--- ОТРЫВОК ДЛЯ РАЗБОРА ---

Многие теперь не имеют понятия, что представляла собой корреспонденция того времени. Между II и III съездами партии в адрес Н. К. Крупской поступало до 300 писем в месяц. А что значило тогда написать письмо, например, Ильичу? Прежде всего надо было подготовить текст письма и отметить для последующей шифровки наиболее конспиративные сведения. После этого на отдельном листке нужные места зашифровывались и тщательно проверялись, чтобы не было ошибок, которые чрезвычайно затрудняли дешифровку письма. Но и на этом подготовительная работа не кончалась. Требовалось еще написать на каком-либо иностранном языке так называемое внешнее письмо. Оно тоже должно было тщательно продумываться, чтобы не вызывать малейших подозрений. Помню, при переписке между организациями в России мне не раз приходилось ругать людей за то, что они писали такие письма: «Милый друг, я твое письмо получил, за что благодарю, сейчас писать не могу». В то время 7 копеек (стоимость почтовой марки) были большие деньги, и полиция, когда вскрывала письмо, конечно, обратила бы внимание на такой текст. И наконец, за внешним письмом следовала последняя процедура — между строк явного письма различными химическими составами (химией) вписывалось конспиративное зашифрованное послание. Как видите, времени на подготовку нелегального письма уходило предостаточно, и можно себе представить, какая огромная и необычайно кропотливая работа лежала на Н. К. Крупской.

Письма из России в редакцию «Искры» посылались не прямо, а через несколько инстанций, так как ни В. И. Ленин, ни Н. К. Крупская не могли их получать непосредственно на свой адрес, поскольку их квартира, конечно, была под наблюдением и все письма из России вскрывались и просматривались. Поэтому письма направлялись и в Бельгию, и в Германию, и в Англию, и во Францию, а уже оттуда пересылались или лично доставлялись Крупской.

Для того чтобы письмо еще меньше обращало на себя внимание почтового ведомства, и Надежда Константиновна, и я старались внешнее письмо писать на языке той страны, откуда или куда оно шло, т. е. по-французски, немецки или английски, что мы обе могли делать, владея этими тремя языками.

Как подтверждение нашей переписки не могу не привести письма, которое Надежда Константиновна и Мария Ильинична послали мне 15 октября 1933 года.

«Дорогая Елена Дмитриевна,— писали они, — шлем Вам в день Вашего юбилея горячий привет. Вспоминаются старые годы подполья и эмиграции, когда так ждали от Вас писем, вспоминается Ваш приезд в Женеву в пятом году. Милый Абсолют, крепко жмем Вам руку».

---

# ЗАДАНИЕ 1
Изложите содержание отрывка в двух предложениях.
# ЗАДАНИЕ 2
Сколько писем в месяц получала Н. К. Крупская между II и III съездами партии, согласно отрывку?

--- СОДЕРЖИМОЕ НАБОРА ДАННЫХ ---

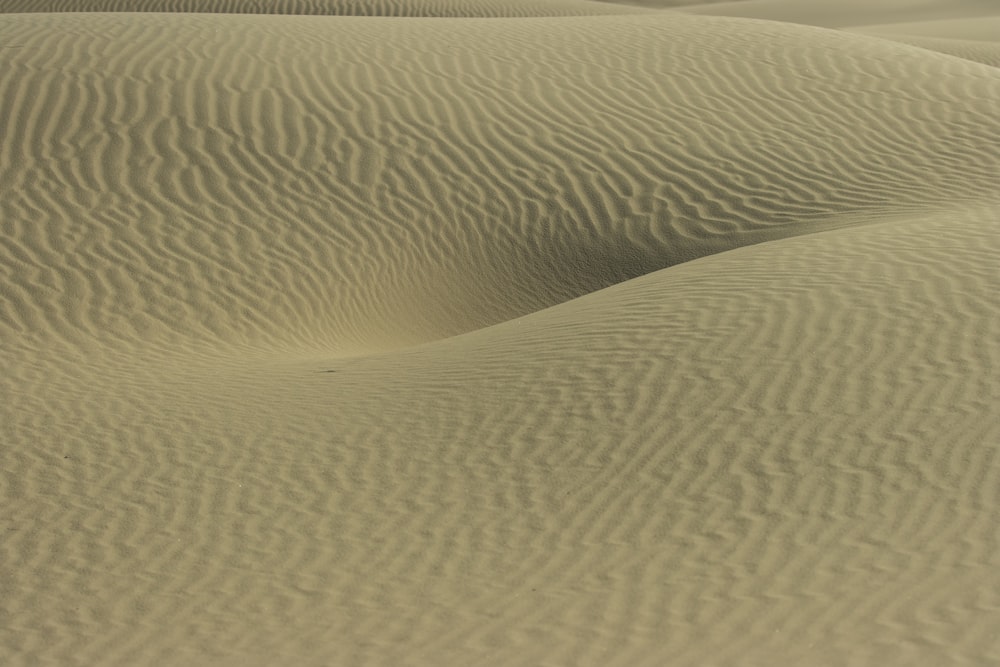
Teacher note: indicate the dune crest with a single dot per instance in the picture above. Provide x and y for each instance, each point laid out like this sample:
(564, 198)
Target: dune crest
(497, 333)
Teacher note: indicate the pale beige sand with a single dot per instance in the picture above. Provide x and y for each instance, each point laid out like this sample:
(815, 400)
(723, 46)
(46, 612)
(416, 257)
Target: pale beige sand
(596, 340)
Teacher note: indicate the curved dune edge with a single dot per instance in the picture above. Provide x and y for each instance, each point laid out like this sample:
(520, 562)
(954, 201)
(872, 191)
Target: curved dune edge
(348, 189)
(987, 53)
(781, 453)
(592, 341)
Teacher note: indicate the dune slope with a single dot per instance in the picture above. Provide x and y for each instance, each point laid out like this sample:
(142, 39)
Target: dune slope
(619, 339)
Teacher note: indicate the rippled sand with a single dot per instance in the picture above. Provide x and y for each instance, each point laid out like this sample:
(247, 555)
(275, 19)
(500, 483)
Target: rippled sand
(521, 332)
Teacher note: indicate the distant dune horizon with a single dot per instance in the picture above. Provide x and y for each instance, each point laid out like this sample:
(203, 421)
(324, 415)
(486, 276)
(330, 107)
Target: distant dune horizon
(513, 332)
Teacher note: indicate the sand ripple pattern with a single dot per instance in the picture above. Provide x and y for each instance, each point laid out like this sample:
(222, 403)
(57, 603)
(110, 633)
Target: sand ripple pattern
(619, 340)
(328, 188)
(399, 8)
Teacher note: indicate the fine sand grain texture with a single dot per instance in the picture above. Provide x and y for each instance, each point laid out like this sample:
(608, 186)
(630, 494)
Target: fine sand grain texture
(502, 333)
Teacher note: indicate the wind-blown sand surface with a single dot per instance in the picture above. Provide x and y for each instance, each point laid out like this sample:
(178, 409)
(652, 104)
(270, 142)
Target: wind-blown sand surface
(499, 333)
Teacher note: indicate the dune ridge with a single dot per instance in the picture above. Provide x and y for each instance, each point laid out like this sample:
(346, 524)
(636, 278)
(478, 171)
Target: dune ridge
(620, 339)
(491, 186)
(388, 8)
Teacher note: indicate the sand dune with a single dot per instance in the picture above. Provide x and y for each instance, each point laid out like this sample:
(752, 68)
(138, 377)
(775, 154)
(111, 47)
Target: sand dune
(586, 334)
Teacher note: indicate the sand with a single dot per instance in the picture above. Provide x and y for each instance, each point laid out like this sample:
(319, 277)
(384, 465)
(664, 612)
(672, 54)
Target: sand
(499, 333)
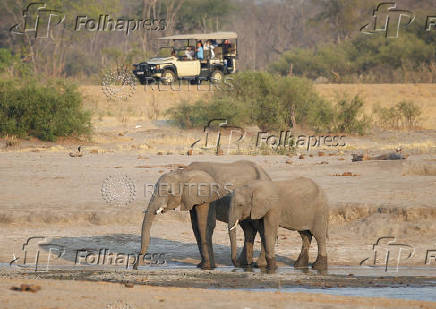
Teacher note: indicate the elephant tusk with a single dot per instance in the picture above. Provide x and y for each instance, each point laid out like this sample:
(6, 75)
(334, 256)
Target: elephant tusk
(233, 227)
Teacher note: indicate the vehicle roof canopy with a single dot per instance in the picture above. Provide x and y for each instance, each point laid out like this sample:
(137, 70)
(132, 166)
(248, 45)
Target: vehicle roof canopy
(203, 36)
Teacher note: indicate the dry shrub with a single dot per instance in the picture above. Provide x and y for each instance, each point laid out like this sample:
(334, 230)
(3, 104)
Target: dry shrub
(11, 141)
(426, 168)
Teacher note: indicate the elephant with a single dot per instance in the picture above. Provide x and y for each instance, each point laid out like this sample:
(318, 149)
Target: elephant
(204, 208)
(297, 204)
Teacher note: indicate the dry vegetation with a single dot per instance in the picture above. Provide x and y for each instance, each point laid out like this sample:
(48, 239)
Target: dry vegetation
(146, 102)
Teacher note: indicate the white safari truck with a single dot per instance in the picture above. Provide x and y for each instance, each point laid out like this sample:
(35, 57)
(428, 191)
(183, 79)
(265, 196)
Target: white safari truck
(185, 61)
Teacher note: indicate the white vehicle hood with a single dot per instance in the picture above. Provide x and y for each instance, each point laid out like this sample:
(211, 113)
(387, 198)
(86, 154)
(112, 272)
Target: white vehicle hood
(158, 60)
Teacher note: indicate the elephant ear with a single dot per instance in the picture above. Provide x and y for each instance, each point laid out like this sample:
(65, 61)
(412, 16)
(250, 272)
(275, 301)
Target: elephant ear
(198, 188)
(262, 201)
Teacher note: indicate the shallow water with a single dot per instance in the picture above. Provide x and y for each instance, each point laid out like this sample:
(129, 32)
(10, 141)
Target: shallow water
(357, 271)
(424, 293)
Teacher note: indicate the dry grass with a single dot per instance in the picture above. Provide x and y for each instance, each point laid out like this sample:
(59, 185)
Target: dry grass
(426, 168)
(152, 104)
(388, 95)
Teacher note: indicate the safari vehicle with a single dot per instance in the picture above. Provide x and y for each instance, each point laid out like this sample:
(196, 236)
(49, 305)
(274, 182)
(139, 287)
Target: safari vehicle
(180, 65)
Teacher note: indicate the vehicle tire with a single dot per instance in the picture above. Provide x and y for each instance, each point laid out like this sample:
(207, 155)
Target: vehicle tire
(217, 77)
(168, 77)
(195, 81)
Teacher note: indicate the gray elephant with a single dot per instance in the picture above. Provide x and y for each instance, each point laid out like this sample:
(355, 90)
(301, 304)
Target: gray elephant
(298, 204)
(213, 203)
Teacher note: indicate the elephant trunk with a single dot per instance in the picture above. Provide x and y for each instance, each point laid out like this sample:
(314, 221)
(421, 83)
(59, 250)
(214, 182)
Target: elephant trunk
(145, 234)
(232, 236)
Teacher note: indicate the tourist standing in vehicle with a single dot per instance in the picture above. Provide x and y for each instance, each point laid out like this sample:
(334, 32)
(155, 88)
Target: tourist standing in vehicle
(199, 51)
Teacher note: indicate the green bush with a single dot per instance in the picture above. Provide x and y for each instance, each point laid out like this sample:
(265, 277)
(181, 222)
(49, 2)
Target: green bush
(46, 112)
(272, 103)
(349, 116)
(362, 59)
(404, 114)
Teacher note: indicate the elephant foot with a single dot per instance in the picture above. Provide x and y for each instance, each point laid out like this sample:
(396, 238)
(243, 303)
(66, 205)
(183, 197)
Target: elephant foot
(320, 263)
(271, 266)
(206, 265)
(260, 263)
(302, 261)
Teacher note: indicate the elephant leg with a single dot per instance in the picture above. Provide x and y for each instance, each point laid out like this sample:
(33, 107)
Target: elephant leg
(268, 233)
(202, 212)
(246, 256)
(321, 260)
(194, 223)
(303, 258)
(211, 224)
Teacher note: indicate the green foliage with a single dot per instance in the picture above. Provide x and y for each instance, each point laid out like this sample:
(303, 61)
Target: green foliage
(202, 14)
(46, 112)
(362, 59)
(350, 117)
(272, 103)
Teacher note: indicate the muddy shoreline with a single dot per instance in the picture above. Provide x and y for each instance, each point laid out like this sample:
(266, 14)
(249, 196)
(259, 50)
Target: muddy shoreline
(231, 279)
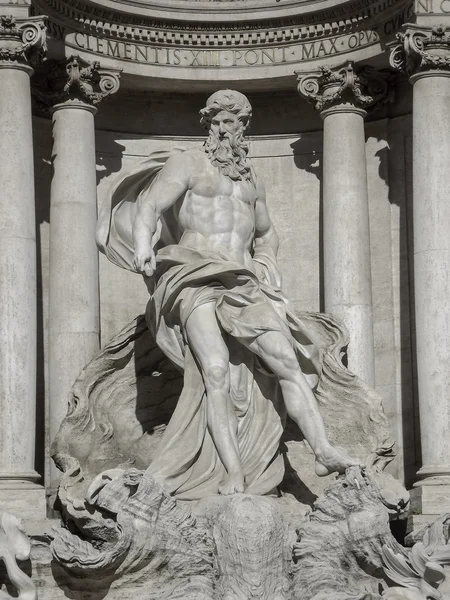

---

# РЕШЕНИЕ 1
Подготовка нелегального письма включала несколько этапов: сначала шифровались конспиративные сведения, затем на иностранном языке писалось внешнее письмо, и наконец между его строк химическими составами вписывалось зашифрованное послание. Письма из России в редакцию «Искры» шли не напрямую, а через Бельгию, Германию, Англию и Францию, потому что квартира В. И. Ленина и Н. К. Крупской была под наблюдением.

# РЕШЕНИЕ 2
До 300 писем в месяц.